YOUR GOAL: Can you write out the lines of the records below word for word, from the line with "Flashcard prompt: The flying" up to and including the line with "[26,44,30,47]", and nothing else?

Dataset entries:

◇ ◇ ◇ ◇ ◇ ◇ ◇

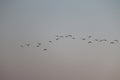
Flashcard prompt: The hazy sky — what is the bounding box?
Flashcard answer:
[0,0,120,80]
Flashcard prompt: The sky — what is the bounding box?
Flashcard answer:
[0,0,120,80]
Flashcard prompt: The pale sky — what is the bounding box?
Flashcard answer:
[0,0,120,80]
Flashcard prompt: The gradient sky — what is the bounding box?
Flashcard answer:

◇ ◇ ◇ ◇ ◇ ◇ ◇

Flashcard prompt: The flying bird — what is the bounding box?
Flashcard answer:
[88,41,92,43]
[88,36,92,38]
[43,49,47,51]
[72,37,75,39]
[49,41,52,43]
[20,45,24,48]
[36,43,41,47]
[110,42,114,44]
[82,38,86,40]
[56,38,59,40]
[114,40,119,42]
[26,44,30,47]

◇ ◇ ◇ ◇ ◇ ◇ ◇

EXERCISE OUTPUT:
Flashcard prompt: The flying bird — what is the bounding box?
Flashcard answer:
[88,41,92,43]
[88,36,92,38]
[43,49,47,51]
[72,37,75,39]
[49,41,52,43]
[20,45,24,48]
[36,43,41,47]
[110,42,114,44]
[82,38,86,40]
[56,38,59,40]
[114,40,119,42]
[26,44,30,47]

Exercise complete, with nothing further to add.